_Exercise directions:_
Repeat exactly the lines below that lie between the line with "Target: clear blue sky" and the line with "Target: stacked stone wall", counting both of those lines as part of the answer.

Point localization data
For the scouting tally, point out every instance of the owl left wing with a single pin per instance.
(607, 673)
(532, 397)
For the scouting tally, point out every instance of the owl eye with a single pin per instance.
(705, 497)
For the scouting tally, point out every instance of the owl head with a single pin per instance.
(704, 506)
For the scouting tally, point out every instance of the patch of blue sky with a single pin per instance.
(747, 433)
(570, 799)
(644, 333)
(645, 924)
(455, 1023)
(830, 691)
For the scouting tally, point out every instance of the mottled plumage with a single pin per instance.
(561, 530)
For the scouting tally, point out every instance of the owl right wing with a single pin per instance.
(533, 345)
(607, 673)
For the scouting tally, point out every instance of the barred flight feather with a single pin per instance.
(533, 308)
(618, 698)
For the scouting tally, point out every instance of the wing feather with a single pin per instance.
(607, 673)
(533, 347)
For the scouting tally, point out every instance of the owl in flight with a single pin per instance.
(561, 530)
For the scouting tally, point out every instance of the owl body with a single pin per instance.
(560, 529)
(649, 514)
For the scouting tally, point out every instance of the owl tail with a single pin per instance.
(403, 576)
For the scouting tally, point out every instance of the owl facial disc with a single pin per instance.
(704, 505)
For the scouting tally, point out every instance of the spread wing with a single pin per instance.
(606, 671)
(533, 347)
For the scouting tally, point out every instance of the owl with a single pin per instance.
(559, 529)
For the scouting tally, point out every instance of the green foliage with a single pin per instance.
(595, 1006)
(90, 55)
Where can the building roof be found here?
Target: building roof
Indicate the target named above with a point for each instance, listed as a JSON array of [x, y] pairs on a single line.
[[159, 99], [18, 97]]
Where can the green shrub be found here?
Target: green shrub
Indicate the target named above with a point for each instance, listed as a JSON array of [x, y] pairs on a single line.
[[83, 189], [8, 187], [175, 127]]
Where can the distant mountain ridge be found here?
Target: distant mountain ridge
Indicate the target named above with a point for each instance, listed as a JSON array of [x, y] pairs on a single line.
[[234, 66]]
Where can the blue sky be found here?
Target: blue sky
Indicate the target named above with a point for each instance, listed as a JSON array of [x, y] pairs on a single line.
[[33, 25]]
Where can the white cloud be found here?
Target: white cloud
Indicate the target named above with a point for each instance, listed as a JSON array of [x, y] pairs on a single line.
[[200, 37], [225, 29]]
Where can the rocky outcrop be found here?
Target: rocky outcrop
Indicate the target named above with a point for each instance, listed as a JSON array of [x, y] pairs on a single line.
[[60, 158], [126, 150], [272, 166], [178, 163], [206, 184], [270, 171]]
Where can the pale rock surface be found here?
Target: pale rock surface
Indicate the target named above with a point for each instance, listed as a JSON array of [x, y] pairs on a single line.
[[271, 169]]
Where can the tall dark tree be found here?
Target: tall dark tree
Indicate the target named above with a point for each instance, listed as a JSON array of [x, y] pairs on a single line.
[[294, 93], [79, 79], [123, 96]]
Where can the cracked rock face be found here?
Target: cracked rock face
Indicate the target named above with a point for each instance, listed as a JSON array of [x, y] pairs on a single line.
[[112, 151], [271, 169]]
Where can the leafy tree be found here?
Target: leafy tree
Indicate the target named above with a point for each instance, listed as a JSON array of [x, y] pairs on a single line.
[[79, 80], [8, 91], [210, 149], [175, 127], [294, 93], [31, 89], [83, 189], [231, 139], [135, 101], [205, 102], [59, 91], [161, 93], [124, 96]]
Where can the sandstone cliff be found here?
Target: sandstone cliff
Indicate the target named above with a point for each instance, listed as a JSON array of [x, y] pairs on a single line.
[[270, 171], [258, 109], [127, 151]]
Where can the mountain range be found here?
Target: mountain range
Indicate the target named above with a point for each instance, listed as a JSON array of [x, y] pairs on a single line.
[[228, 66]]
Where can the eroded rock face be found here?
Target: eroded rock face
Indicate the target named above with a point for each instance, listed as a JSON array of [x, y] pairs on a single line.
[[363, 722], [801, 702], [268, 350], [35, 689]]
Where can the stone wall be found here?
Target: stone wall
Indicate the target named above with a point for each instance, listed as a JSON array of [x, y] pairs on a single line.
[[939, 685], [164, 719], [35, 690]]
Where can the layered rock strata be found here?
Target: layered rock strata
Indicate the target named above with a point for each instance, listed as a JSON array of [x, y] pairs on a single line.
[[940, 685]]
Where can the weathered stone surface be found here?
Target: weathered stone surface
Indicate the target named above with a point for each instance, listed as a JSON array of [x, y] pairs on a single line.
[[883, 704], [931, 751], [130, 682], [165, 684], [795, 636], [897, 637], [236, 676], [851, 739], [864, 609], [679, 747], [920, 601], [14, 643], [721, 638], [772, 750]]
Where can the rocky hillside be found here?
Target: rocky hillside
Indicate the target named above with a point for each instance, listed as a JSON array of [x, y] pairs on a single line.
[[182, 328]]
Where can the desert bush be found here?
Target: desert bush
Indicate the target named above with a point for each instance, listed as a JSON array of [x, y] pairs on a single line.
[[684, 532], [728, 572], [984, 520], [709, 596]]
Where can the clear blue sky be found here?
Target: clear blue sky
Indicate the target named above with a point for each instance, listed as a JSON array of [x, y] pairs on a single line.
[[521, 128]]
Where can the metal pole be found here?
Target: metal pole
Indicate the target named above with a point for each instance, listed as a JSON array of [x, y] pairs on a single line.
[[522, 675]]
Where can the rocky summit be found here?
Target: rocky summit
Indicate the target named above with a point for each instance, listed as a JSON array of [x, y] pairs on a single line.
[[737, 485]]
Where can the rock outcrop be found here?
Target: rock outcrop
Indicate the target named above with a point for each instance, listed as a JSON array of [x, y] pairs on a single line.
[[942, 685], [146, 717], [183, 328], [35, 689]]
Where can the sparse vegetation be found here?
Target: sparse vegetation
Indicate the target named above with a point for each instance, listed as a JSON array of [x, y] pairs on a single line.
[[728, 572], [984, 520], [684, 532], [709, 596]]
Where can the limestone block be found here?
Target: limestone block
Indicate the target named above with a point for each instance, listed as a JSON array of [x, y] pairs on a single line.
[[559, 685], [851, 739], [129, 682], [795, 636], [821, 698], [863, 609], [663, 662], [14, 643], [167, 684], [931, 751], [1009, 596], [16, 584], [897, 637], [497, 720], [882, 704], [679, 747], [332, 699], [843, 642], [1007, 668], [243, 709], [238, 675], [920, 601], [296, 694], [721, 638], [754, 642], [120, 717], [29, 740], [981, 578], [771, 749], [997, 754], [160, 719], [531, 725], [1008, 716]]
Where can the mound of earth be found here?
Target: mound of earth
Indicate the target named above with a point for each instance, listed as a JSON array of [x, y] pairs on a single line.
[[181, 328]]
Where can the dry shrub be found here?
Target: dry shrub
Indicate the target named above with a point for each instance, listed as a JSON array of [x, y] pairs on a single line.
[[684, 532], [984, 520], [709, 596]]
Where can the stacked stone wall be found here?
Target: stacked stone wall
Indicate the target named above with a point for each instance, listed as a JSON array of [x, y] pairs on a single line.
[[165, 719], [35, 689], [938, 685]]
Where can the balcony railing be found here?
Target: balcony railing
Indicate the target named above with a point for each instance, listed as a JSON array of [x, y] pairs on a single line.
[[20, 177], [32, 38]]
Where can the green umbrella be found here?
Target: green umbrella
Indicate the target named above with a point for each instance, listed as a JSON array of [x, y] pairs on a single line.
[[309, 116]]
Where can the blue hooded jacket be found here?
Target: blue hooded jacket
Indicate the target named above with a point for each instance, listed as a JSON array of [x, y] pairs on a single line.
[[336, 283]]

_Solved exercise:_
Target: clear blue sky
Indicate the target named above with a point for each instance, listed as a JSON array of [x, y] pairs on a single line.
[[521, 128]]
Where can the metal pole be found here?
Target: metal pole
Indicate the target named above with a point for each instance, listed as a JSON array of [x, y] pairs on a single line.
[[522, 675]]
Where can the rocky summit be found here?
Target: rocky summit
Indicate the target named above with a point for each instance, listed as a JSON array of [x, y] pairs on a single line.
[[737, 485]]
Where can the rock outcrop be found here?
Target: rock outcrop
Indicate the target named above with a point for each instance, listed as a JSON array of [x, y] pairs on a single line.
[[942, 685], [146, 717], [183, 328], [35, 689]]
Where can the sparse vegetation be found here?
Target: sparse vegetation
Indicate the target named above with a point for each instance, listed as a JSON array of [x, y] pairs on a single line.
[[728, 572], [984, 520], [684, 532], [709, 596]]
Where can the limestone block be found here?
Target: limestone block
Indicate the target named above with a point for each instance, listed as a JSON array of [x, y] pairs on a single line.
[[559, 685], [851, 739], [129, 682], [795, 636], [821, 698], [863, 609], [663, 662], [14, 643], [167, 684], [931, 751], [1009, 596], [16, 584], [897, 637], [497, 720], [882, 704], [679, 747], [332, 699], [843, 642], [1007, 668], [243, 709], [238, 675], [920, 601], [296, 694], [721, 638], [754, 642], [120, 717], [29, 740], [981, 578], [771, 749], [997, 754], [160, 719], [531, 725], [1008, 716]]
Where can the mound of earth be found here?
Target: mound of earth
Indicate the target named above with a point for each instance, listed as a JSON array of [x, y] pairs on a single line.
[[181, 328]]
Where can the dry shrub be found here?
Target: dry shrub
Indicate the target named above with a point for each instance, listed as a JSON array of [x, y] pairs on a single line.
[[684, 532], [984, 520], [709, 596]]
Where can the stacked stone wall be found here?
Target: stacked stone wall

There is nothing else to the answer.